Exercise: Could each entry be returned exactly as it appears?

Supplied entries:
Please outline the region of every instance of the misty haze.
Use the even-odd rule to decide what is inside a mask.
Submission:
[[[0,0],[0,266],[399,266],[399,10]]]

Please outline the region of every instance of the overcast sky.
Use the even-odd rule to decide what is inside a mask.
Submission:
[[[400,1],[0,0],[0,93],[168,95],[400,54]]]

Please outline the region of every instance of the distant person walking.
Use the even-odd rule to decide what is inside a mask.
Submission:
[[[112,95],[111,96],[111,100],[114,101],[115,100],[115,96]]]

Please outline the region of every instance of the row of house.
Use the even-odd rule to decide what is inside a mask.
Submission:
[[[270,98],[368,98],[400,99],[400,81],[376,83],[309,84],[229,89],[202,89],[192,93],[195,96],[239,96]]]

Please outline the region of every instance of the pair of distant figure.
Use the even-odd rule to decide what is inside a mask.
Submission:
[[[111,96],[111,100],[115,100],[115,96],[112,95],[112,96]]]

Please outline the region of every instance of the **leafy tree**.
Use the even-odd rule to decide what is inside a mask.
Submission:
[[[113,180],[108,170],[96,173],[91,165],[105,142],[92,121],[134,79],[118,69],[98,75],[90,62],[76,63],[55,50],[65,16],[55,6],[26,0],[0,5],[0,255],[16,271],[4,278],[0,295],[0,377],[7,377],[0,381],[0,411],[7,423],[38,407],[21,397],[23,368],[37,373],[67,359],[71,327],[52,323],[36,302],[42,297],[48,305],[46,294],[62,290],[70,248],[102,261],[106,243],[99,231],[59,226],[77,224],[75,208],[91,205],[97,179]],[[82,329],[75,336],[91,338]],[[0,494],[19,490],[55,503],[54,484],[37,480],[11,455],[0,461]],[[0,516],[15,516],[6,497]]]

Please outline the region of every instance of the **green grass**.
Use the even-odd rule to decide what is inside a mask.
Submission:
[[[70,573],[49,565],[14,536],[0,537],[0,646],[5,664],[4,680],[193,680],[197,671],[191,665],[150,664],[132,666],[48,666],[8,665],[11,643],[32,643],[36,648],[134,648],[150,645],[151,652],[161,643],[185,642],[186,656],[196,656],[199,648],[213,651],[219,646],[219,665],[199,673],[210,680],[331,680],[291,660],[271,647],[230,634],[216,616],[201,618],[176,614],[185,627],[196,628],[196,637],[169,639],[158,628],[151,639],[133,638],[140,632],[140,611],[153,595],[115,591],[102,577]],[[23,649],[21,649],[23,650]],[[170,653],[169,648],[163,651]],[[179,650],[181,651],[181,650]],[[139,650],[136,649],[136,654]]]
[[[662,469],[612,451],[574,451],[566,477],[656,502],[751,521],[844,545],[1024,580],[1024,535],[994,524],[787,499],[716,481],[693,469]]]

Task solution:
Please outline the region of every instance of the misty haze.
Use the even-odd rule to decide what is inside a mask.
Submission:
[[[0,0],[0,266],[399,266],[399,10]]]

Please outline the region of every instance of the overcast sky.
Use the even-odd rule to decide what is inside a mask.
Submission:
[[[400,1],[0,0],[0,93],[168,95],[400,54]]]

Please outline the region of every instance of the distant person walking.
Use the even-odd rule to decide what is inside a mask.
Submission:
[[[112,95],[111,96],[111,100],[114,101],[115,100],[115,96]]]

Please outline the region of every instance of the row of house.
Use the even-odd rule to decide what is inside a mask.
Submission:
[[[270,98],[368,98],[400,99],[400,81],[376,83],[309,84],[229,89],[202,89],[192,93],[195,96],[239,96]]]

Please outline the region of every instance of the pair of distant figure.
Use the even-odd rule to decide what is inside a mask.
Submission:
[[[111,96],[111,100],[115,100],[115,96],[112,95],[112,96]]]

Please outline the region of every instance of the **leafy tree**.
Use the even-odd rule to decide what is inside a mask.
Submission:
[[[113,180],[108,170],[96,173],[91,165],[105,142],[92,121],[134,79],[118,69],[98,75],[90,62],[76,63],[55,50],[65,16],[55,6],[26,0],[0,5],[0,255],[16,271],[4,278],[0,295],[0,377],[7,377],[0,381],[0,411],[7,423],[38,407],[21,397],[23,368],[37,373],[67,359],[71,327],[52,323],[36,302],[42,297],[48,305],[46,294],[62,290],[70,248],[102,261],[106,243],[99,231],[59,226],[77,224],[75,208],[91,205],[97,179]],[[82,329],[75,336],[91,338]],[[0,494],[19,490],[55,503],[54,484],[37,480],[11,455],[0,461]],[[0,516],[15,516],[6,497]]]

Please outline the region of every instance of the **green grass**.
Use the even-odd rule to decide what is inside a mask.
Submission:
[[[70,573],[49,565],[14,536],[0,537],[0,646],[5,664],[4,680],[193,680],[197,671],[191,665],[150,664],[132,666],[48,666],[8,665],[11,643],[32,643],[36,648],[134,648],[150,645],[151,652],[161,643],[185,642],[186,656],[196,656],[199,648],[213,651],[219,646],[219,665],[199,673],[210,680],[331,680],[291,660],[271,647],[230,634],[216,616],[201,618],[176,614],[185,627],[196,628],[196,637],[169,639],[158,628],[151,639],[133,638],[140,632],[140,611],[153,595],[115,591],[102,577]],[[23,649],[21,649],[23,650]],[[170,653],[169,648],[163,651]],[[179,650],[181,651],[181,650]],[[139,650],[136,649],[136,654]]]
[[[662,469],[612,451],[574,451],[566,477],[656,502],[751,521],[844,545],[1024,580],[1024,535],[994,524],[787,499],[716,481],[693,469]]]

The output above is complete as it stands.